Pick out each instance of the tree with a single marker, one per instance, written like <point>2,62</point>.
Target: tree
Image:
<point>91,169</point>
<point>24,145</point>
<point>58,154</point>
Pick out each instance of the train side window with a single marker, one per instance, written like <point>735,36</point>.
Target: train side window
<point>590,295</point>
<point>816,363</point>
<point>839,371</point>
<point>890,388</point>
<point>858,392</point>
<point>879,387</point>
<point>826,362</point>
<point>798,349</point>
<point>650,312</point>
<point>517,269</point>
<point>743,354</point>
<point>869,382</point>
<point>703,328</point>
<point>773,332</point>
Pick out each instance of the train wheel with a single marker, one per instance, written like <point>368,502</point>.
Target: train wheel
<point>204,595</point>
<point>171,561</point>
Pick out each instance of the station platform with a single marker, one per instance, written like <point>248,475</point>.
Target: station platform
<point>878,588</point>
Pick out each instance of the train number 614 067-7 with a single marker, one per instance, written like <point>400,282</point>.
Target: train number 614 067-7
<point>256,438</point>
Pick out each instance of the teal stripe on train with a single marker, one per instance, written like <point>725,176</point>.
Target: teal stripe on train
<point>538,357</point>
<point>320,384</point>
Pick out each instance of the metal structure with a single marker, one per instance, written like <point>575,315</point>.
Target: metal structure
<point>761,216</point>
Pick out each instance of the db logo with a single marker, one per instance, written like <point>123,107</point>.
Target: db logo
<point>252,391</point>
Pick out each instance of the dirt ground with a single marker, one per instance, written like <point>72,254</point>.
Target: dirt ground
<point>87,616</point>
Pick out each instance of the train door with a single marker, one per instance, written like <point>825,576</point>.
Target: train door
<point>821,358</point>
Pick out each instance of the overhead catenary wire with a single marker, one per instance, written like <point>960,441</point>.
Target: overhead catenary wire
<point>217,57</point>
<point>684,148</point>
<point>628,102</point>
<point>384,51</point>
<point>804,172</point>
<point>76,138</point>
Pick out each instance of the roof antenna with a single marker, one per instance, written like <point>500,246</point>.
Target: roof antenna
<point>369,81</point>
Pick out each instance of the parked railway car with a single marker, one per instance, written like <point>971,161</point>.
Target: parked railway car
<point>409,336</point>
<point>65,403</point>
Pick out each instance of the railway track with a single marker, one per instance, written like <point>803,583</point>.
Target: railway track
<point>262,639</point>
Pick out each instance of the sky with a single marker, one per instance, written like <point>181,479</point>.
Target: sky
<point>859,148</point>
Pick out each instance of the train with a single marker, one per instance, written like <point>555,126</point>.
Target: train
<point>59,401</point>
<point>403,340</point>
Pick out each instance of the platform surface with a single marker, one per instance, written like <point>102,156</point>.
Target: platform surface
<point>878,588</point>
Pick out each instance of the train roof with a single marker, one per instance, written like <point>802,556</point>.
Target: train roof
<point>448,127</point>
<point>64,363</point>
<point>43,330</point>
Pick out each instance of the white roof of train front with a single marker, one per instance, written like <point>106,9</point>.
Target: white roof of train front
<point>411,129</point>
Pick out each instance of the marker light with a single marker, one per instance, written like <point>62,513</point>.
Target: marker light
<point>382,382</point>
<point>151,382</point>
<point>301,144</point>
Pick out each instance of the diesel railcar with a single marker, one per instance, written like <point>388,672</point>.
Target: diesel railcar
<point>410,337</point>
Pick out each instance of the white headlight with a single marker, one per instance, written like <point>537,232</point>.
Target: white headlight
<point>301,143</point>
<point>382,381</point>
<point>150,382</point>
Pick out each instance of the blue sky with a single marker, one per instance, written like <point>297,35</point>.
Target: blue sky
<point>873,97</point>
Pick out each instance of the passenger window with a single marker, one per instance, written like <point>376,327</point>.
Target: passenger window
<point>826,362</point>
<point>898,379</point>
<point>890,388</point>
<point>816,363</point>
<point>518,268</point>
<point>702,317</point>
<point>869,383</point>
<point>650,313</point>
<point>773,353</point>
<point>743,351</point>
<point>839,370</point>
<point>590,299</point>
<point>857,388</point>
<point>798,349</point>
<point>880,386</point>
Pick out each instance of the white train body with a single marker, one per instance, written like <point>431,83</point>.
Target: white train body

- - - - - - -

# What you have to do:
Look for "Target: marker light" in the records. Write out its line and every later line through the end exactly, with nothing more.

# Output:
Target: marker light
<point>382,382</point>
<point>151,382</point>
<point>301,144</point>
Pick out each instance of the diesel railcar with a single marker, one per instance, written like <point>388,672</point>.
Target: diesel railcar
<point>410,337</point>
Pick out each instance of the white headlight with a single marker, one per instance, written like <point>537,232</point>.
Target: white headlight
<point>301,143</point>
<point>382,381</point>
<point>150,382</point>
Pick out each instance of the blue sky with a single marker, one per instance, written like <point>297,35</point>.
Target: blue sky
<point>873,97</point>
Pick out each instance of the passenger window with a single marker, one per instance, written like <point>376,327</point>.
Target: passenger window
<point>826,362</point>
<point>898,379</point>
<point>890,388</point>
<point>816,363</point>
<point>518,268</point>
<point>702,317</point>
<point>869,383</point>
<point>650,313</point>
<point>773,353</point>
<point>743,351</point>
<point>839,370</point>
<point>590,299</point>
<point>857,388</point>
<point>798,349</point>
<point>880,386</point>
Pick out each instance of the white train body with a single marker, one per instance, written like <point>431,83</point>.
Target: white train body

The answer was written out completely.